-------- EXERCISE MATERIALS
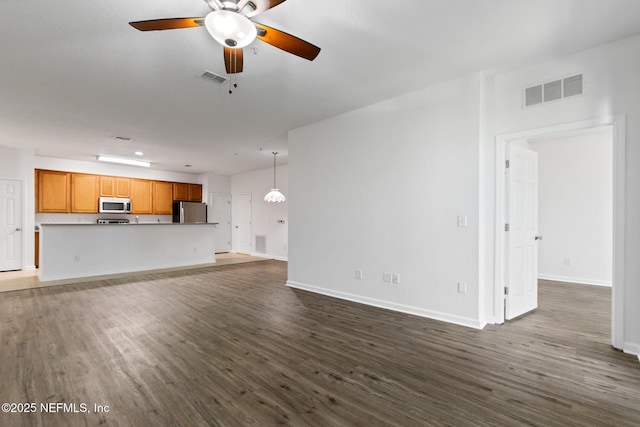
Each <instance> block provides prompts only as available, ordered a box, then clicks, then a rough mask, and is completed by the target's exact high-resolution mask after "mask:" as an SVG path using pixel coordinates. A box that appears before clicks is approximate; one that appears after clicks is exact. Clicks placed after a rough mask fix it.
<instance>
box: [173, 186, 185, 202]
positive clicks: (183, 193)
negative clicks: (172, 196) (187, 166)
mask: <svg viewBox="0 0 640 427" xmlns="http://www.w3.org/2000/svg"><path fill="white" fill-rule="evenodd" d="M173 200H176V201H179V202H184V201H187V200H189V184H185V183H182V182H174V183H173Z"/></svg>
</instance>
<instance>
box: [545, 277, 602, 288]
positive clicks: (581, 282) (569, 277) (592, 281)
mask: <svg viewBox="0 0 640 427" xmlns="http://www.w3.org/2000/svg"><path fill="white" fill-rule="evenodd" d="M538 279H541V280H553V281H554V282H565V283H575V284H578V285H593V286H608V287H611V282H609V281H606V280H592V279H583V278H580V277H569V276H556V275H553V274H538Z"/></svg>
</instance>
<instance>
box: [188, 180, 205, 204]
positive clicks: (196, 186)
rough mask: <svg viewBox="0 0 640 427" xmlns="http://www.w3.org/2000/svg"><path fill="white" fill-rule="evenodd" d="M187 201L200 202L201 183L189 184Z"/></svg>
mask: <svg viewBox="0 0 640 427" xmlns="http://www.w3.org/2000/svg"><path fill="white" fill-rule="evenodd" d="M189 201H190V202H202V185H200V184H189Z"/></svg>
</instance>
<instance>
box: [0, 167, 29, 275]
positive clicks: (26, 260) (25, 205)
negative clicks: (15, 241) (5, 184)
mask: <svg viewBox="0 0 640 427" xmlns="http://www.w3.org/2000/svg"><path fill="white" fill-rule="evenodd" d="M0 180H2V181H15V182H19V183H20V210H21V216H20V223H21V224H22V226H21V227H20V228H21V229H22V230H21V232H22V233H21V236H20V270H27V269H28V270H32V269H35V268H36V267H35V265H33V268H26V265H27V260H26V256H27V232H26V229H27V227H26V226H25V223H26V209H27V206H26V197H25V191H26V185H25V180H24V179H22V178H10V177H6V176H2V175H0ZM33 234H35V233H33ZM34 245H35V243H34ZM32 247H35V246H32ZM34 262H35V260H34Z"/></svg>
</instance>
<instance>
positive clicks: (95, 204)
mask: <svg viewBox="0 0 640 427" xmlns="http://www.w3.org/2000/svg"><path fill="white" fill-rule="evenodd" d="M99 192H100V175H89V174H82V173H72V174H71V212H77V213H98V198H99V197H100V196H99V195H98V194H99Z"/></svg>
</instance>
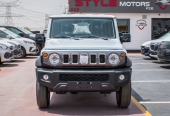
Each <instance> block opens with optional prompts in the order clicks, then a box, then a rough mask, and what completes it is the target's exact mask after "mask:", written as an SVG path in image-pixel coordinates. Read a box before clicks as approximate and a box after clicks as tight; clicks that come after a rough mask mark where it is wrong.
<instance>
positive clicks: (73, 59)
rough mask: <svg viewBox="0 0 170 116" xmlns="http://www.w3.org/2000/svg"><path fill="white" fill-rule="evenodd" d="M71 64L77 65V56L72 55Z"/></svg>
mask: <svg viewBox="0 0 170 116" xmlns="http://www.w3.org/2000/svg"><path fill="white" fill-rule="evenodd" d="M72 62H73V64H77V63H78V55H76V54H74V55H73V60H72Z"/></svg>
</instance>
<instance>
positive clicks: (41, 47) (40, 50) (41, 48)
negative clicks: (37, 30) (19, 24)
mask: <svg viewBox="0 0 170 116" xmlns="http://www.w3.org/2000/svg"><path fill="white" fill-rule="evenodd" d="M0 27H3V28H6V29H8V30H10V31H12V32H13V33H15V34H17V35H19V36H20V37H25V38H29V39H32V40H34V41H35V42H36V53H35V55H39V54H40V52H41V49H42V48H43V47H44V42H45V38H43V37H41V38H39V37H36V35H35V34H33V33H32V32H30V31H28V30H26V29H23V28H17V27H13V26H0Z"/></svg>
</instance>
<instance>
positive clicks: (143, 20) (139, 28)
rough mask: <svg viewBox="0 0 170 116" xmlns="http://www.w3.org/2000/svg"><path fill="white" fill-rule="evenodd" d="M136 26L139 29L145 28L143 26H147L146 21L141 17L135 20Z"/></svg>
mask: <svg viewBox="0 0 170 116" xmlns="http://www.w3.org/2000/svg"><path fill="white" fill-rule="evenodd" d="M136 26H137V27H138V28H139V29H140V30H143V29H144V28H145V26H147V24H146V21H145V20H143V19H141V20H137V22H136Z"/></svg>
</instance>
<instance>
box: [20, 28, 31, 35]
mask: <svg viewBox="0 0 170 116" xmlns="http://www.w3.org/2000/svg"><path fill="white" fill-rule="evenodd" d="M20 30H21V31H23V32H24V33H25V34H33V33H32V32H30V31H28V30H27V29H22V28H20Z"/></svg>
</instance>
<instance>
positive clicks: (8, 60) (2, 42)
mask: <svg viewBox="0 0 170 116" xmlns="http://www.w3.org/2000/svg"><path fill="white" fill-rule="evenodd" d="M12 58H13V45H12V44H10V43H7V42H5V41H0V64H2V63H3V62H9V61H11V59H12Z"/></svg>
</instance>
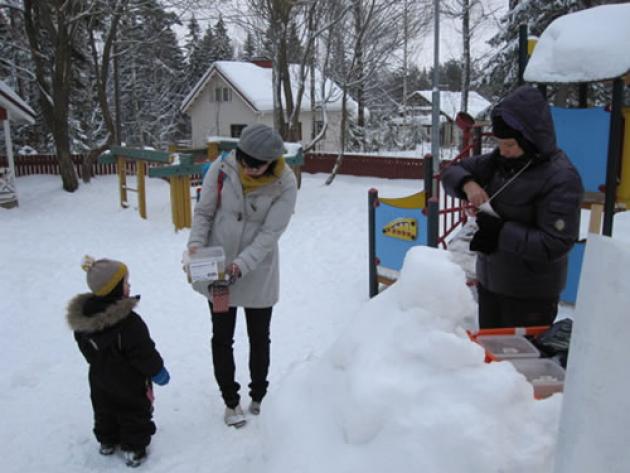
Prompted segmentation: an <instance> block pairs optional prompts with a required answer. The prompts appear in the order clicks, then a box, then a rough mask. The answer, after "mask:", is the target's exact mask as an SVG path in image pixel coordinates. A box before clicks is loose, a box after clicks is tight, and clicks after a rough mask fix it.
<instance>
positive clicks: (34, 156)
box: [0, 154, 135, 177]
mask: <svg viewBox="0 0 630 473" xmlns="http://www.w3.org/2000/svg"><path fill="white" fill-rule="evenodd" d="M84 158H85V156H84V155H82V154H75V155H72V163H73V164H74V168H75V170H76V172H77V174H78V176H79V177H82V176H83V159H84ZM14 161H15V175H16V176H18V177H19V176H30V175H33V174H54V175H58V174H59V163H57V158H56V156H55V155H54V154H35V155H29V156H15V158H14ZM0 166H8V164H7V159H6V157H5V156H0ZM127 171H129V172H134V171H135V165H134V163H133V162H128V163H127ZM92 174H93V175H96V176H97V175H103V174H116V166H115V165H113V164H98V163H93V164H92Z"/></svg>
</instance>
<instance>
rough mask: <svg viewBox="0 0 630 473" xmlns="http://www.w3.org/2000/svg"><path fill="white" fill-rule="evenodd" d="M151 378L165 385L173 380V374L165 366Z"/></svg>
mask: <svg viewBox="0 0 630 473" xmlns="http://www.w3.org/2000/svg"><path fill="white" fill-rule="evenodd" d="M151 379H152V380H153V382H154V383H155V384H159V385H160V386H164V385H165V384H168V382H169V381H170V380H171V375H170V374H168V371H166V368H165V367H164V366H163V367H162V369H161V370H160V371H158V373H157V374H156V375H154V376H153V377H152V378H151Z"/></svg>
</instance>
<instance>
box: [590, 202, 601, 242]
mask: <svg viewBox="0 0 630 473" xmlns="http://www.w3.org/2000/svg"><path fill="white" fill-rule="evenodd" d="M603 212H604V206H603V205H602V204H592V205H591V217H590V219H589V221H588V232H589V233H595V234H596V235H599V234H600V232H601V229H602V213H603Z"/></svg>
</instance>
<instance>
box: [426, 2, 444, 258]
mask: <svg viewBox="0 0 630 473" xmlns="http://www.w3.org/2000/svg"><path fill="white" fill-rule="evenodd" d="M433 20H434V21H433V33H434V34H433V91H432V94H431V95H432V97H431V101H432V116H431V155H432V156H433V162H432V166H431V167H432V171H433V176H432V179H431V181H432V182H431V184H432V185H431V188H432V189H431V190H432V192H431V196H430V199H428V209H427V210H428V211H429V213H428V215H427V220H428V222H427V225H428V229H427V232H428V234H427V241H428V242H429V246H437V239H438V232H439V225H438V221H437V220H438V218H439V217H438V214H437V212H435V208H434V207H435V203H437V198H438V195H439V189H438V185H439V183H438V182H437V179H436V178H435V176H437V175H438V173H439V172H440V2H439V0H434V1H433ZM425 186H426V182H425ZM427 197H429V196H428V195H427ZM431 203H433V205H432V204H431ZM438 210H439V204H438Z"/></svg>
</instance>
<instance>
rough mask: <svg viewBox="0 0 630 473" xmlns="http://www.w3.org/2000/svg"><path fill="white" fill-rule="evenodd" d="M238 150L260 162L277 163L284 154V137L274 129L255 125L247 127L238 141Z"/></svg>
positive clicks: (258, 124) (252, 125)
mask: <svg viewBox="0 0 630 473" xmlns="http://www.w3.org/2000/svg"><path fill="white" fill-rule="evenodd" d="M237 146H238V148H239V149H240V150H241V151H243V152H244V153H245V154H247V155H249V156H251V157H253V158H256V159H257V160H259V161H265V162H267V161H275V160H276V159H278V158H279V157H280V156H282V155H283V154H284V153H286V150H285V149H284V142H283V141H282V137H281V136H280V135H279V134H278V132H277V131H275V130H274V129H273V128H270V127H268V126H267V125H263V124H262V123H255V124H253V125H248V126H246V127H245V128H244V129H243V131H242V133H241V137H240V138H239V140H238V144H237Z"/></svg>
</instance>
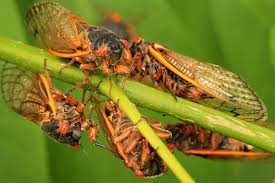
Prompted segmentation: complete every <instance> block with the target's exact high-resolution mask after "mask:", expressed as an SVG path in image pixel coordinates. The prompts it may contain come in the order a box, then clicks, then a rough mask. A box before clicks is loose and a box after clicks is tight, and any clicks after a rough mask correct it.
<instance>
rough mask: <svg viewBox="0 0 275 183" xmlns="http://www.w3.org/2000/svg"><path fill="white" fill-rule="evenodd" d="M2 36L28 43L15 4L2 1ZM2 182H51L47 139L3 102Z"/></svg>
mask: <svg viewBox="0 0 275 183" xmlns="http://www.w3.org/2000/svg"><path fill="white" fill-rule="evenodd" d="M0 7H2V10H1V11H0V17H1V18H0V23H1V29H0V35H1V36H7V37H11V38H14V39H17V40H21V41H25V33H24V29H23V27H22V22H21V19H20V14H19V13H18V11H17V6H16V4H15V3H14V1H0ZM0 108H1V111H0V116H1V123H0V129H1V133H0V145H1V152H0V157H1V158H0V161H1V166H0V181H1V182H32V181H35V182H41V183H42V182H43V183H48V182H50V176H49V169H48V164H49V161H48V150H47V145H46V143H45V135H44V134H42V133H41V130H40V129H39V128H38V127H37V126H36V125H35V124H32V123H31V122H29V121H27V120H25V119H23V117H21V116H19V115H17V114H16V113H14V112H13V111H11V110H10V109H8V108H7V107H6V105H5V104H4V103H3V101H2V97H1V99H0Z"/></svg>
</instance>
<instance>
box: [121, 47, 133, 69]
mask: <svg viewBox="0 0 275 183" xmlns="http://www.w3.org/2000/svg"><path fill="white" fill-rule="evenodd" d="M122 58H123V59H124V61H125V63H126V64H128V65H131V64H132V63H133V60H132V53H131V51H130V50H129V49H123V50H122Z"/></svg>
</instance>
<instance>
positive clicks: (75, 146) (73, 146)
mask: <svg viewBox="0 0 275 183" xmlns="http://www.w3.org/2000/svg"><path fill="white" fill-rule="evenodd" d="M70 147H71V149H73V150H76V149H79V148H80V147H81V146H80V145H76V146H70Z"/></svg>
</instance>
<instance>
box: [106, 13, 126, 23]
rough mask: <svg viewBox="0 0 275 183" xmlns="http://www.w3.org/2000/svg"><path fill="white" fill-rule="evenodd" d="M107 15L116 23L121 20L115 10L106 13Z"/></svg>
mask: <svg viewBox="0 0 275 183" xmlns="http://www.w3.org/2000/svg"><path fill="white" fill-rule="evenodd" d="M107 16H108V17H110V18H111V19H112V21H114V22H116V23H120V22H121V21H122V18H121V16H120V15H119V14H118V13H116V12H113V13H108V14H107Z"/></svg>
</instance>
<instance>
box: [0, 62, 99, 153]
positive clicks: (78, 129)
mask: <svg viewBox="0 0 275 183" xmlns="http://www.w3.org/2000/svg"><path fill="white" fill-rule="evenodd" d="M0 82H1V92H2V97H3V99H4V101H5V102H6V104H7V105H8V107H10V108H11V109H12V110H13V111H15V112H17V113H19V114H20V115H22V116H24V117H25V118H26V119H28V120H30V121H32V122H34V123H35V124H37V125H38V126H40V128H41V129H42V130H43V131H44V132H45V133H47V134H48V136H49V137H51V138H52V139H54V140H55V141H58V142H61V143H64V144H68V145H69V146H71V147H72V148H73V149H76V148H78V147H80V138H81V136H82V133H83V132H84V131H85V130H86V129H87V130H88V132H89V136H90V137H91V139H92V140H94V141H95V138H96V132H97V126H96V125H95V124H94V123H93V122H92V121H91V120H86V118H85V116H84V109H85V106H86V103H87V102H85V103H79V102H78V101H77V100H76V99H74V98H72V97H70V96H67V95H64V94H63V93H61V92H60V91H58V90H57V89H55V88H53V87H52V83H51V80H50V77H49V74H48V72H47V70H46V71H45V73H44V74H43V73H37V74H35V73H33V72H30V71H27V70H24V69H22V68H20V67H18V66H15V65H13V64H9V63H5V62H3V63H2V67H1V80H0Z"/></svg>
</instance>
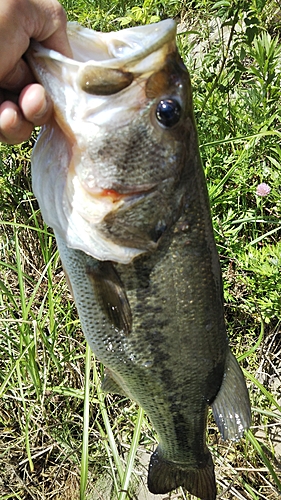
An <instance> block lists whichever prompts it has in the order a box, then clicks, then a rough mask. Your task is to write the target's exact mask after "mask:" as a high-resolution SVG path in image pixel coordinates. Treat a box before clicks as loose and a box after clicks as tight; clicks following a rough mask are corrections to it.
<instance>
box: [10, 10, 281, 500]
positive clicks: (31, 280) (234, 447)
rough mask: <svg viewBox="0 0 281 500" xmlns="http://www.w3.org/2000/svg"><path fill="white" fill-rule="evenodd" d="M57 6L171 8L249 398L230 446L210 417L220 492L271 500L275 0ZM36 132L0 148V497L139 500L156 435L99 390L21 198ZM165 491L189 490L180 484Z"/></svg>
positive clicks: (230, 328) (275, 382)
mask: <svg viewBox="0 0 281 500" xmlns="http://www.w3.org/2000/svg"><path fill="white" fill-rule="evenodd" d="M62 4H63V5H64V7H65V9H66V11H67V13H68V17H69V19H70V20H75V21H78V22H79V23H81V24H83V25H84V26H87V27H91V28H94V29H97V30H103V31H111V30H118V29H122V28H123V27H126V26H135V25H140V24H144V23H150V22H156V21H158V20H161V19H165V18H167V17H173V18H175V19H176V20H177V22H178V28H179V34H178V46H179V49H180V52H181V55H182V57H183V59H184V62H185V64H186V65H187V67H188V69H189V71H190V74H191V79H192V85H193V93H194V109H195V115H196V118H197V123H198V132H199V138H200V144H201V145H200V150H201V155H202V159H203V163H204V167H205V172H206V178H207V184H208V189H209V194H210V200H211V206H212V214H213V223H214V229H215V235H216V240H217V245H218V249H219V253H220V258H221V264H222V270H223V277H224V287H225V305H226V319H227V326H228V333H229V337H230V343H231V346H232V349H233V351H234V352H235V354H236V355H237V357H238V359H240V361H241V364H242V366H243V368H244V373H245V377H246V379H247V384H248V386H249V390H250V395H251V401H252V406H253V426H252V429H251V431H250V432H249V433H248V434H247V436H246V437H245V439H243V440H242V441H241V442H239V443H238V444H232V443H225V442H222V441H221V439H220V436H219V434H218V430H217V428H216V426H215V424H214V422H213V420H212V416H211V415H210V419H209V438H208V439H209V446H210V448H211V451H212V454H213V456H214V459H215V466H216V474H217V483H218V489H219V495H218V498H221V499H236V498H237V499H244V500H249V499H255V500H259V499H266V500H270V499H272V500H277V498H280V495H281V464H280V457H281V449H280V441H281V437H280V436H281V432H280V431H281V397H280V390H281V382H280V374H281V337H280V313H281V301H280V295H281V274H280V268H281V243H280V241H279V240H280V238H279V236H280V229H281V224H280V205H281V197H280V159H281V146H280V137H281V128H280V114H281V107H280V83H281V56H280V54H281V48H280V28H281V10H280V2H279V1H276V0H275V1H274V0H267V1H266V0H234V1H227V0H221V1H218V2H215V1H212V0H197V1H196V0H193V1H188V0H182V1H180V0H165V1H164V0H162V1H161V0H145V1H140V0H139V1H131V0H126V2H125V1H124V0H112V1H109V0H92V1H91V0H76V1H72V0H62ZM35 136H36V133H35V134H34V137H33V138H32V139H31V140H30V141H28V142H26V143H23V144H21V145H20V146H12V147H11V146H10V147H8V146H6V145H4V144H1V145H0V168H1V172H0V174H1V175H0V189H1V197H0V218H1V221H0V222H1V234H0V343H1V356H0V500H8V499H11V500H15V499H20V500H35V499H36V500H37V499H38V500H39V499H44V500H49V499H54V500H63V499H68V500H72V499H73V500H75V499H79V498H80V499H84V498H85V499H90V498H91V499H93V500H98V499H104V500H107V499H118V500H125V499H134V498H140V495H141V493H140V492H139V493H138V491H139V486H138V484H139V482H142V481H145V474H146V472H145V469H144V468H143V465H142V462H143V461H144V458H143V457H145V453H146V452H147V451H150V450H152V449H153V447H154V446H155V443H156V440H157V437H156V436H155V433H154V431H153V429H152V428H151V426H150V423H149V421H148V420H147V419H146V417H145V415H143V412H142V410H140V409H138V408H137V407H136V405H135V404H134V403H132V402H131V401H129V400H126V399H124V398H121V397H113V396H107V397H106V398H105V399H104V396H103V394H102V393H101V392H100V388H99V374H100V372H102V370H103V367H102V366H100V364H99V363H98V361H96V360H95V359H94V357H93V356H92V355H91V353H90V351H89V349H88V348H86V344H85V341H84V337H83V334H82V332H81V328H80V324H79V321H78V318H77V313H76V310H75V307H74V304H73V301H72V298H71V296H70V294H69V292H68V289H67V286H66V283H65V280H64V276H63V272H62V269H61V265H60V261H59V257H58V253H57V250H56V246H55V242H54V237H53V235H52V232H51V231H50V229H49V228H47V227H46V226H45V225H44V223H43V221H42V218H41V215H40V212H39V210H38V205H37V202H36V200H35V198H34V196H33V194H32V188H31V179H30V155H31V151H32V146H33V144H34V140H35ZM261 183H266V184H267V185H268V186H269V187H270V192H269V194H267V195H266V196H259V195H257V186H258V185H260V184H261ZM138 443H139V446H138ZM135 455H136V458H135ZM134 458H135V461H134ZM141 498H142V497H141ZM143 498H145V497H143ZM155 498H159V497H155ZM163 498H166V499H168V498H173V499H175V498H177V499H187V498H188V499H189V498H191V497H190V495H188V494H187V493H186V492H184V491H182V490H181V489H180V490H178V491H177V492H175V493H173V494H171V495H166V496H165V497H163Z"/></svg>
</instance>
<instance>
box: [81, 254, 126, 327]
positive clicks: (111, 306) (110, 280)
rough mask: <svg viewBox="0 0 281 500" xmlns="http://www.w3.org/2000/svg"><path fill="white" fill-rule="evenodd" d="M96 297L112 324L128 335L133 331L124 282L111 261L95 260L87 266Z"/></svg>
mask: <svg viewBox="0 0 281 500" xmlns="http://www.w3.org/2000/svg"><path fill="white" fill-rule="evenodd" d="M86 272H87V275H88V276H89V278H90V279H91V280H92V283H93V285H94V289H95V294H96V297H97V299H98V301H99V303H100V306H101V308H102V310H103V311H104V313H105V314H106V315H107V316H108V318H109V320H110V322H111V323H112V325H113V326H114V327H115V328H117V329H118V330H119V331H120V330H122V331H123V332H124V333H125V334H126V335H128V334H129V333H130V331H131V327H132V313H131V308H130V304H129V301H128V298H127V295H126V292H125V290H124V287H123V284H122V282H121V280H120V278H119V275H118V273H117V271H116V270H115V268H114V266H113V264H112V263H111V262H108V261H105V262H101V261H96V260H93V264H91V265H88V266H87V270H86Z"/></svg>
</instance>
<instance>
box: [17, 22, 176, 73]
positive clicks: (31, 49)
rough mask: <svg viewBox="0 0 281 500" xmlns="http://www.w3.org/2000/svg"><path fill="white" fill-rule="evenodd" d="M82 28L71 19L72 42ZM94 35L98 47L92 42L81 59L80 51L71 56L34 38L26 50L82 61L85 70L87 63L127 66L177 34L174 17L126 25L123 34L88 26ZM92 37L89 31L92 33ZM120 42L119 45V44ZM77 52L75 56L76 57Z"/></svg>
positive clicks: (37, 56)
mask: <svg viewBox="0 0 281 500" xmlns="http://www.w3.org/2000/svg"><path fill="white" fill-rule="evenodd" d="M79 31H81V26H79V24H77V23H75V22H69V23H68V35H69V40H70V45H71V42H72V38H75V36H79ZM86 32H87V28H83V36H84V38H86V36H87V35H85V33H86ZM89 32H90V34H91V37H92V38H93V33H94V34H95V36H96V39H97V40H96V47H97V48H95V50H94V48H93V46H92V45H91V46H90V48H89V52H88V54H89V55H90V57H89V55H88V58H87V59H84V60H83V59H82V58H81V56H80V54H79V56H77V55H76V54H75V51H74V48H73V47H72V50H73V51H74V57H73V58H69V57H66V56H64V55H62V54H61V53H59V52H57V51H54V50H50V49H47V48H45V47H43V46H42V45H41V44H40V43H38V42H36V41H34V40H32V42H31V46H30V49H29V50H28V51H27V54H28V55H29V54H30V53H31V54H32V56H33V57H36V58H37V57H39V58H40V57H42V56H43V57H46V58H51V59H53V60H55V61H57V62H58V63H62V64H65V63H67V64H68V65H70V66H77V64H78V65H79V67H81V65H82V67H81V68H80V71H82V72H83V71H85V68H87V66H90V67H92V68H94V67H95V66H97V67H98V68H100V67H101V66H102V67H104V68H109V69H114V68H117V69H119V68H120V64H122V65H123V67H124V66H127V65H128V64H129V65H130V64H131V63H134V62H135V61H138V60H139V59H140V58H142V59H143V58H145V57H146V56H148V55H149V54H151V53H153V52H155V51H156V50H158V49H161V48H162V46H163V45H164V44H165V43H168V42H170V41H172V40H174V38H175V32H176V23H175V21H173V20H172V19H165V20H164V21H161V22H159V23H154V24H150V25H144V26H136V27H134V28H127V29H124V30H122V32H121V35H120V33H118V32H110V33H101V32H93V31H92V30H89ZM89 37H90V35H89ZM118 43H119V46H118ZM102 49H103V52H104V58H103V59H101V58H100V53H101V50H102ZM75 55H76V57H75Z"/></svg>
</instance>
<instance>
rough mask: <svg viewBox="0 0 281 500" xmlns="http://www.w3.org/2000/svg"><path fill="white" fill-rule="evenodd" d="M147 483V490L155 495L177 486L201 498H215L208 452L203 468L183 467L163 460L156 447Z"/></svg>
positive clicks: (153, 453)
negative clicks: (204, 464) (207, 456)
mask: <svg viewBox="0 0 281 500" xmlns="http://www.w3.org/2000/svg"><path fill="white" fill-rule="evenodd" d="M147 483H148V489H149V491H150V492H151V493H154V494H155V495H157V494H160V493H168V492H169V491H172V490H174V489H176V488H178V487H179V486H182V487H183V488H186V489H187V490H188V491H189V493H191V494H192V495H195V496H197V497H198V498H201V499H202V500H215V498H216V493H217V490H216V481H215V474H214V464H213V460H212V457H211V454H210V453H209V452H208V457H207V463H206V466H205V467H204V468H203V469H185V468H183V467H182V466H179V465H177V464H176V463H174V462H168V461H166V460H163V459H162V458H161V456H160V452H159V450H158V448H157V449H156V451H155V452H154V453H153V455H152V456H151V459H150V464H149V470H148V481H147Z"/></svg>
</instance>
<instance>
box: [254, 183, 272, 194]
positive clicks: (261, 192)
mask: <svg viewBox="0 0 281 500" xmlns="http://www.w3.org/2000/svg"><path fill="white" fill-rule="evenodd" d="M270 191H271V187H270V186H269V185H268V184H266V183H265V182H262V183H261V184H259V185H258V187H257V191H256V194H257V195H258V196H267V195H268V194H269V193H270Z"/></svg>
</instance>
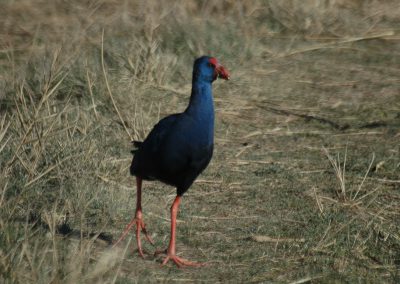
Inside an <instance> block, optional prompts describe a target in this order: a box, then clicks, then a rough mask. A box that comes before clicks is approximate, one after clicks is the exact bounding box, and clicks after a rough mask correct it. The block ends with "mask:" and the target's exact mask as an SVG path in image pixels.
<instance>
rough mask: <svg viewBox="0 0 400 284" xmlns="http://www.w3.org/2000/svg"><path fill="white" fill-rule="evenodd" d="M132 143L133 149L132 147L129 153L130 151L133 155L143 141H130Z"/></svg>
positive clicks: (138, 147) (135, 153)
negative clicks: (133, 148)
mask: <svg viewBox="0 0 400 284" xmlns="http://www.w3.org/2000/svg"><path fill="white" fill-rule="evenodd" d="M132 143H133V146H135V149H133V150H132V151H131V153H132V154H133V155H135V154H136V152H137V151H138V150H139V149H140V147H141V146H142V144H143V142H142V141H132Z"/></svg>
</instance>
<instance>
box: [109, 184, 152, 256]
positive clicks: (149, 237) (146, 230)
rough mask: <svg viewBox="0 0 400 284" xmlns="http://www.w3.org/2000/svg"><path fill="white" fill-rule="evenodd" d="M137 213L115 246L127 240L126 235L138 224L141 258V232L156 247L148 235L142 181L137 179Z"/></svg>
mask: <svg viewBox="0 0 400 284" xmlns="http://www.w3.org/2000/svg"><path fill="white" fill-rule="evenodd" d="M136 187H137V192H136V211H135V217H134V218H133V219H132V221H131V222H129V224H128V225H127V226H126V228H125V230H124V232H123V233H122V235H121V237H120V238H119V239H118V240H117V241H116V242H115V244H114V246H116V245H117V244H118V243H120V242H121V241H122V240H123V239H125V237H126V235H127V234H128V233H129V230H130V228H131V227H132V226H133V225H134V224H136V243H137V246H138V250H139V254H140V256H141V257H144V254H143V250H142V243H141V241H140V231H143V233H144V235H145V237H146V239H147V241H149V242H150V243H151V244H152V245H154V242H153V240H152V239H151V238H150V236H149V234H148V233H147V230H146V226H145V224H144V222H143V219H142V179H141V178H139V177H136Z"/></svg>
----------------
■ TASK
Your reply should consist solely of the lines above, from the opening line through the line with "box: [545, 277, 602, 288]", reproduced exactly and without pictures.

■ OUTPUT
Each <instance> block provides prompts only as available, ordered a box, then clicks, then a rough mask, and is completed by the target's exact high-resolution mask after "mask:" as an SVG path using pixel coordinates. A box that appears before clicks is approximate; one that appears after clicks is exact. Clicks placed after a rough mask fix it.
<instance>
box: [173, 186, 185, 202]
positive clicks: (183, 193)
negative clicks: (172, 196) (187, 166)
mask: <svg viewBox="0 0 640 427" xmlns="http://www.w3.org/2000/svg"><path fill="white" fill-rule="evenodd" d="M173 200H176V201H179V202H184V201H187V200H189V184H185V183H182V182H174V183H173Z"/></svg>
</instance>
<instance>
box: [545, 277, 602, 288]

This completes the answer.